* _EXTRAIT_:
..........
Dans l’évolution du protestantisme un renversement dogmatique a souvent substitué le moralisme à la théologie de la grâce souveraine de Dieu, et ces errements ont eu sur l’at des répercussions très sérieuses. En effet, si le salut n’est plus le don gratuit de la miséricorde de notre Dieu, une haute conduite morale, une intégrité rigoureuse, une charité bien ordonnée, deviennent des « moyens de salut », on retombe dans la justification par les œuvres contre laquelle Luther et Calvin s’étaient élevés avec violence. Ce n’est plus la foi qui crée les œuvres, c’est la réussite de notre salut qui les recommande : ainsi la morale, cessant d’être une reconnaissante obéissance à l’amour de Dieu et devenant une contrainte que se choisit l’homme, perd rapidement toute racine, surtout lorsque, niant le péché originel, une philosophie optimiste prêche que l’homme peut par ses propres efforts atteindre un certain perfectionnement moral et que la réalisation de ces efforts, c’est la vie chrétienne.
..........
* _DONNÉES_:
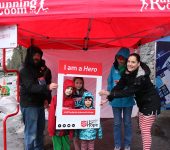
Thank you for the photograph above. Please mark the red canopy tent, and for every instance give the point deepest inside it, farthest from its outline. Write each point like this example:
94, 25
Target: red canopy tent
87, 24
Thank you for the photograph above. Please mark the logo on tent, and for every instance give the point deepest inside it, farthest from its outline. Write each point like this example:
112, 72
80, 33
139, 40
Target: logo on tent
155, 5
21, 7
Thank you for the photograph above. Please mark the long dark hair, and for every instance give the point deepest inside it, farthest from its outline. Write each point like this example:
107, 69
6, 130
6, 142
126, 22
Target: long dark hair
116, 64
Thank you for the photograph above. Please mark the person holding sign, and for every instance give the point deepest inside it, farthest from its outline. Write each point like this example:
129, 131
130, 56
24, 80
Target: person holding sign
61, 138
88, 136
121, 105
136, 82
77, 95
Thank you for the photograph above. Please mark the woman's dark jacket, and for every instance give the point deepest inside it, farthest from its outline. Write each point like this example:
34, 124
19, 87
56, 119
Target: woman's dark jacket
139, 85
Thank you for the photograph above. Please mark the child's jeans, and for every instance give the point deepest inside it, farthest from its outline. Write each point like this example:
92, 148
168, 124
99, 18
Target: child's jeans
87, 144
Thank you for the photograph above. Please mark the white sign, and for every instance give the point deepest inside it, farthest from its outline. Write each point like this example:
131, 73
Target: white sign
8, 36
83, 117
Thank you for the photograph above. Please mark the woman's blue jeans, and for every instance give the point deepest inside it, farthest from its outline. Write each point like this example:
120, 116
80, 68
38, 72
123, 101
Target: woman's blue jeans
117, 112
34, 121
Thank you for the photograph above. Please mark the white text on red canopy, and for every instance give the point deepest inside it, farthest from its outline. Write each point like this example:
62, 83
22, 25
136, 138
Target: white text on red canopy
83, 68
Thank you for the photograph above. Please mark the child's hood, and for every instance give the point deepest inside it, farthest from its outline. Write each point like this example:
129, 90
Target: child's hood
87, 94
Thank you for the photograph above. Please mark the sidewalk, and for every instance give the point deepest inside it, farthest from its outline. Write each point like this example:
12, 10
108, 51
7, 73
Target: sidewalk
160, 138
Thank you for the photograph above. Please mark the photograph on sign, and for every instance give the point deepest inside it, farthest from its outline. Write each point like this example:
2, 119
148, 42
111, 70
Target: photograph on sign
78, 101
8, 36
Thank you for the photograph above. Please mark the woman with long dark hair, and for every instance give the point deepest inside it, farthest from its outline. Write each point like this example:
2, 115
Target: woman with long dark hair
136, 82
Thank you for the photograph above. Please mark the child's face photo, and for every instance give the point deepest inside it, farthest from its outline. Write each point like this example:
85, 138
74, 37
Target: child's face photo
78, 84
88, 101
68, 91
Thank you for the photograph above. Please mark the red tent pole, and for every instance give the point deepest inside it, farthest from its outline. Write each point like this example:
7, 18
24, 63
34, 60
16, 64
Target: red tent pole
15, 113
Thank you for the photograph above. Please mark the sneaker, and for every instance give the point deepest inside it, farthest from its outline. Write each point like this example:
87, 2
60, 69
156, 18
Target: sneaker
127, 148
117, 148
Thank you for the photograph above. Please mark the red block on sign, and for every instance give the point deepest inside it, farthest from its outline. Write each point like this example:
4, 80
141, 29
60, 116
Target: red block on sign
83, 123
78, 112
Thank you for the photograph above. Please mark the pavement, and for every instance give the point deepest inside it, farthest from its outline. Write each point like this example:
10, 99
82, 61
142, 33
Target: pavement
160, 134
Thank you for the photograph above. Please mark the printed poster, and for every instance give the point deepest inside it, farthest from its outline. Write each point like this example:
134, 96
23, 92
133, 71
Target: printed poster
79, 118
8, 36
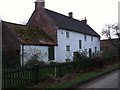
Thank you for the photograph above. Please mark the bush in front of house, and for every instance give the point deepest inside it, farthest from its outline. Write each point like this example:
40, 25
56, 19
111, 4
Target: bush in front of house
81, 61
34, 61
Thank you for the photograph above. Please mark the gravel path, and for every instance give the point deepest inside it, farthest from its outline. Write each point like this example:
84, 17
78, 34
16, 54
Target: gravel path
110, 80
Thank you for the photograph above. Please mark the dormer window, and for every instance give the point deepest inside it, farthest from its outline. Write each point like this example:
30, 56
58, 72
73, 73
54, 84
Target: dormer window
67, 34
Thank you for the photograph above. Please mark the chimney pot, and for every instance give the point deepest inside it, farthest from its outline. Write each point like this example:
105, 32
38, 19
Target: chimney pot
39, 3
70, 14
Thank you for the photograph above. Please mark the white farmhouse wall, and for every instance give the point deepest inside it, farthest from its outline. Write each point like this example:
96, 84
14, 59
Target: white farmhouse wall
29, 50
73, 41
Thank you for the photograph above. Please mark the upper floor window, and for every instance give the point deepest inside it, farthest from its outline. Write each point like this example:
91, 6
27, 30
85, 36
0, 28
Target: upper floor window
67, 34
80, 44
85, 37
91, 38
95, 49
68, 48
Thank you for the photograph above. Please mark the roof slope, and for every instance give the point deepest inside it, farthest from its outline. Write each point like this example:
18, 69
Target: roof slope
65, 22
28, 34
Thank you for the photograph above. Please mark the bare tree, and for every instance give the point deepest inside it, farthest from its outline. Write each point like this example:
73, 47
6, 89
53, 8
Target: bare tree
111, 30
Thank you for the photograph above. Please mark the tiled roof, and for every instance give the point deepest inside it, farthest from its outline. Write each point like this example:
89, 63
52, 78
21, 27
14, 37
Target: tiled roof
65, 22
28, 34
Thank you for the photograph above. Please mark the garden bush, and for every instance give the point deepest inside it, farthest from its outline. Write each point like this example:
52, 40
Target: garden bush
34, 61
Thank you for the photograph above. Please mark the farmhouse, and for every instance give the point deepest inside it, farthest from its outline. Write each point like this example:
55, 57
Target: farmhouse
50, 35
69, 34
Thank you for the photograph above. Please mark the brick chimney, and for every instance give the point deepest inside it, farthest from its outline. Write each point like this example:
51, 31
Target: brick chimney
70, 14
39, 3
84, 20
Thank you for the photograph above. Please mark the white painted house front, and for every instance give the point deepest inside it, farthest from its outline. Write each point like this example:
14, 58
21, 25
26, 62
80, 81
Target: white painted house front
69, 34
51, 36
28, 51
75, 41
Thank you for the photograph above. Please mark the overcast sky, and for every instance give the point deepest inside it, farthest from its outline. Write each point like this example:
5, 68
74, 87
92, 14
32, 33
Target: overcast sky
97, 12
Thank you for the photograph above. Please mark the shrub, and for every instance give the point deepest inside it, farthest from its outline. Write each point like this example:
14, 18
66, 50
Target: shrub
34, 61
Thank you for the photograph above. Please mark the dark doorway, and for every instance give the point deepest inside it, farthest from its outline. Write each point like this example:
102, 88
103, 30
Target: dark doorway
51, 54
90, 52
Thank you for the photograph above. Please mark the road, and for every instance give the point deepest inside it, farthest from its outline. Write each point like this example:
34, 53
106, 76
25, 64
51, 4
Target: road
110, 80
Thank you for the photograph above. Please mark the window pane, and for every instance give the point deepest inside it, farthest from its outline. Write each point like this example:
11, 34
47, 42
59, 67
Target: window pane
85, 37
68, 48
80, 44
67, 34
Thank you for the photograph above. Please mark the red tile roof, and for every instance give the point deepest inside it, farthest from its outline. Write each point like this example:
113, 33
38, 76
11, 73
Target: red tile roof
29, 34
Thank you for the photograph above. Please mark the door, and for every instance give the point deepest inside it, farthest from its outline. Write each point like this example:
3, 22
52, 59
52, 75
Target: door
51, 54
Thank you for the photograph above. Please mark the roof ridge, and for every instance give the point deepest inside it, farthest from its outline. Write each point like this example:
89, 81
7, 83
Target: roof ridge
13, 23
63, 15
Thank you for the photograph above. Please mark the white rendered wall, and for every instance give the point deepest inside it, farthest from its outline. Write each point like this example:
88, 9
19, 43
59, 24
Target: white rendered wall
73, 41
30, 50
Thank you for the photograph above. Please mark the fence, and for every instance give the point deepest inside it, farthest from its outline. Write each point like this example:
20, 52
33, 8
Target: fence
21, 77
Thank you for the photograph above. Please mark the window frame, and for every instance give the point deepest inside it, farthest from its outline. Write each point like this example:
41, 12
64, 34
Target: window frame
80, 44
85, 37
67, 34
68, 48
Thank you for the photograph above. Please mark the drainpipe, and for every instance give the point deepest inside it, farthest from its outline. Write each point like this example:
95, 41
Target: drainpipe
22, 49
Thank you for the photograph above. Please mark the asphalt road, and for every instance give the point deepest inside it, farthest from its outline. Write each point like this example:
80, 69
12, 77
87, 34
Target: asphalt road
110, 80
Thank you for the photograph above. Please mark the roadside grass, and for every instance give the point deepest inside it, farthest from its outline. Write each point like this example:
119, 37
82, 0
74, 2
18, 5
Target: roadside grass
77, 78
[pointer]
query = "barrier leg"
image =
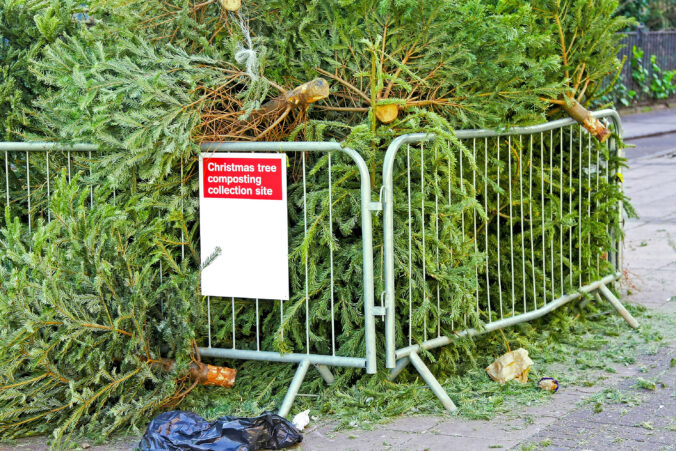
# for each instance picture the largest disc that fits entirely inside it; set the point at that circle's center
(400, 366)
(285, 408)
(610, 297)
(432, 382)
(326, 374)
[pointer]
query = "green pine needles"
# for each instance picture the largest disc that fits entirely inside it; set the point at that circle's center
(94, 298)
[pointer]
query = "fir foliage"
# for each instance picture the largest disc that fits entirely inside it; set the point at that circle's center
(26, 27)
(87, 317)
(136, 83)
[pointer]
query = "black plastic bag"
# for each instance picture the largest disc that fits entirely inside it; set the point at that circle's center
(179, 430)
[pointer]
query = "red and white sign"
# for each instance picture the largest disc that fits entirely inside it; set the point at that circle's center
(243, 211)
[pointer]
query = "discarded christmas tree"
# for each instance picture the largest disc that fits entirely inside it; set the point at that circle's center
(153, 79)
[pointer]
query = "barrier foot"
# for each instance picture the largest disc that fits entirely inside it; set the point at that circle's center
(610, 297)
(326, 374)
(401, 366)
(432, 382)
(285, 408)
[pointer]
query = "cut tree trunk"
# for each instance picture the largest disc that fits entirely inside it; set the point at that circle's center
(584, 117)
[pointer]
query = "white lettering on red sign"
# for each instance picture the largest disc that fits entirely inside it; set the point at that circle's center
(243, 212)
(242, 178)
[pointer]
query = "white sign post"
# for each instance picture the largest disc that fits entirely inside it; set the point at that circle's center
(243, 211)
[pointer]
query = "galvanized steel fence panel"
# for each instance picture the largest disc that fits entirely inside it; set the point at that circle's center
(249, 345)
(529, 280)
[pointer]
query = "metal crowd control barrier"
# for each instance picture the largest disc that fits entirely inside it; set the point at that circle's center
(34, 163)
(31, 166)
(320, 360)
(556, 287)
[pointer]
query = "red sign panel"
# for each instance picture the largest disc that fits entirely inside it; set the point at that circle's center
(242, 178)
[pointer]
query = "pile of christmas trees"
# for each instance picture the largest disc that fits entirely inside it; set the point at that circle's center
(95, 300)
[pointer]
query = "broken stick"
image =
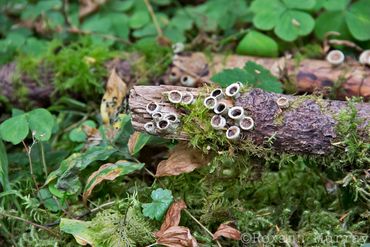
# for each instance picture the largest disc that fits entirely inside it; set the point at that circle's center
(307, 125)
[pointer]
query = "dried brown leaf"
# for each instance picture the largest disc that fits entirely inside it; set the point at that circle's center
(88, 7)
(172, 218)
(114, 95)
(226, 230)
(96, 179)
(177, 236)
(182, 159)
(93, 135)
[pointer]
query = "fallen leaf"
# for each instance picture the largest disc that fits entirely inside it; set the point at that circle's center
(182, 159)
(109, 171)
(79, 229)
(226, 230)
(172, 218)
(93, 135)
(114, 95)
(177, 236)
(137, 141)
(88, 7)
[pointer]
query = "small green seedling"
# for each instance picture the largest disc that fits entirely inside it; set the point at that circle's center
(39, 121)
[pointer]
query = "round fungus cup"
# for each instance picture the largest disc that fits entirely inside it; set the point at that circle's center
(236, 112)
(282, 102)
(163, 125)
(246, 123)
(210, 102)
(157, 116)
(153, 107)
(221, 108)
(365, 57)
(233, 90)
(233, 133)
(171, 117)
(175, 96)
(187, 81)
(335, 57)
(218, 122)
(187, 98)
(149, 127)
(217, 93)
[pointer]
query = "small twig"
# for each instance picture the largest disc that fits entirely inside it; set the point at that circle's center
(197, 77)
(30, 223)
(154, 18)
(202, 226)
(106, 36)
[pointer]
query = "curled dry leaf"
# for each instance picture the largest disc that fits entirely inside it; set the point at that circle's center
(109, 171)
(182, 159)
(172, 218)
(114, 95)
(177, 236)
(226, 230)
(88, 7)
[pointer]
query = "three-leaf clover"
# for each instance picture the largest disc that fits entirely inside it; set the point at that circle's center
(346, 19)
(162, 199)
(16, 129)
(286, 17)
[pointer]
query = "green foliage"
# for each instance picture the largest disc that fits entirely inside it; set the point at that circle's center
(78, 68)
(346, 19)
(252, 74)
(4, 176)
(67, 173)
(111, 228)
(352, 149)
(257, 44)
(289, 19)
(162, 199)
(16, 129)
..........
* _CONSIGNES_:
1) Répondez à ces questions sur l'extrait :
(a) Qu'est-ce qu'un renversement dogmatique a souvent substitué à la théologie de la grâce souveraine de Dieu ?
(b) Contre quoi Luther et Calvin s'étaient-ils élevés avec violence ?
(c) Que nie la philosophie optimiste mentionnée dans la dernière phrase ?
2) Donnez la suite de l'extrait sur le moralisme dans le protestantisme, après sa dernière phrase.

* _RÉPONSES_:
1)
(a) Le moralisme.
(b) La justification par les œuvres.
(c) Le péché originel.

2)
Or, un art ne naît pas de sages principes, de règles morales et d’efforts méritoires ; il ne s’épanouit qu’avec une mystérieuse complicité du Dieu créateur, par un acte de simple sincérité d’amour confiant, d’adoration spontanée. Toute théologie qui limite la souveraineté de Dieu au bénéfice de la liberté de l’homme conduit à l’égard de l’art vers deux dangers en apparence contraires, mais issus tous les deux du fait plus ou moins déguisé que ces théologies donnent à l’homme des « moyens de salut ».
Le premier danger, que nous pourrions appeler « danger romain » ou « utilisation de l’art » nous le voyons dans l’attitude de l’Église romaine ; s’il y a une théologie pour laquelle l’art, retiré des mains de Dieu, est devenu un « moyen de salut », pour laquelle l’art sert non la gloire du Créateur mais les ambitions apologétiques d’une Église, c’est bien la théologie romaine postérieure au Concile de Trente, et de là est sorti tout cet art prêcheur allant du style jésuite au commerce sulpicien18.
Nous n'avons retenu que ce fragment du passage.